======== Provided data
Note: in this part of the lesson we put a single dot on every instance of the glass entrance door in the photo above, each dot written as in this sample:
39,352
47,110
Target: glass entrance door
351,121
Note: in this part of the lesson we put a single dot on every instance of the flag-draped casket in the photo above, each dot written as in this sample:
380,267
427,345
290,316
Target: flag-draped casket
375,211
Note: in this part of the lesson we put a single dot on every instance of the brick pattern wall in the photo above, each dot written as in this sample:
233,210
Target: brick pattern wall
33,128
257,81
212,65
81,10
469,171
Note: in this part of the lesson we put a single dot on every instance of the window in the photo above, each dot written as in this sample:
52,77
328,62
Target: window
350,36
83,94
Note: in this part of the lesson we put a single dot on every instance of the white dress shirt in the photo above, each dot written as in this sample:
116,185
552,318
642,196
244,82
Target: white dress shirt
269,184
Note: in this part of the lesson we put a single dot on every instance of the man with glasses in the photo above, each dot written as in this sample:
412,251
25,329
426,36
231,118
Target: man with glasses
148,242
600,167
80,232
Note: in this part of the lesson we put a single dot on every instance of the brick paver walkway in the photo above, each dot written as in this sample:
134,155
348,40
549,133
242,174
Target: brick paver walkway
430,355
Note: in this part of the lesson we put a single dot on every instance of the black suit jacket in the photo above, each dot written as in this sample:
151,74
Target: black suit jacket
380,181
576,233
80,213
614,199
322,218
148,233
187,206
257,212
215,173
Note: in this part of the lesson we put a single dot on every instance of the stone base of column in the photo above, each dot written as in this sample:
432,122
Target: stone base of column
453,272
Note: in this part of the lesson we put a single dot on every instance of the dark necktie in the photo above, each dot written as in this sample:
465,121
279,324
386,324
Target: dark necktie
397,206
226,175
================
▸ What the task requires
Reproduce the data. Match each line exactly.

▸ Task response
Note: in this part of the lesson we put a single dot on every instance of the glass entrance door in the photo above, each dot written as in this sample:
39,352
47,110
Target: glass entrance door
351,121
Note: in this part of the lesson we put a single dot on every instance of the flag-draped casket in the photo above, each dot written as in this sample:
380,267
427,345
290,316
Target: flag-draped casket
375,211
Note: in this part of the lesson we put a single dot on every instance of the brick pattern wall in the photo above, each dot written as in this sample:
233,210
Target: brick pattern wall
33,128
257,81
212,65
81,10
469,171
Note: in this part of the lesson we put a single dot on every instance of the window in the photo above, each dot written as in this sample:
52,77
328,62
Target: window
350,36
83,94
Note: in this part of the lesson we put a single dot on every instance of the white dress shirt in the photo above, each dot written as in this sample:
116,185
552,318
642,196
244,82
Target: white dress shirt
269,184
Note: in this part of the lesson we put a single dot on every instance of the man with glasses in the photo above, each dot written as in this sample:
412,251
25,329
426,36
231,118
Target: man with glasses
148,242
600,167
80,232
Note: in this part of the lesson we put a single dot on every instance of the brick paver walkway in the photo above, each dot written as in this sample:
134,155
348,40
549,133
242,174
Target: brick paver walkway
430,355
Note: in this part of the lesson we put a single dot on every instance of the black suit jacket in the photo above, each dot written as in this sample:
151,74
Target: black suit jacket
380,181
576,233
80,213
614,199
322,218
148,233
187,206
257,212
215,173
Note: in this part of the lesson we put a single dot on every instance of the stone base of column in the photo above, each dot written as in this sample:
432,122
Target: stone base of column
453,272
Note: in this part of the lesson we put a single dot on every instance of the dark necktie in the photo above, each dot written as in this sample:
465,121
279,324
386,324
Target: dark necktie
397,206
226,175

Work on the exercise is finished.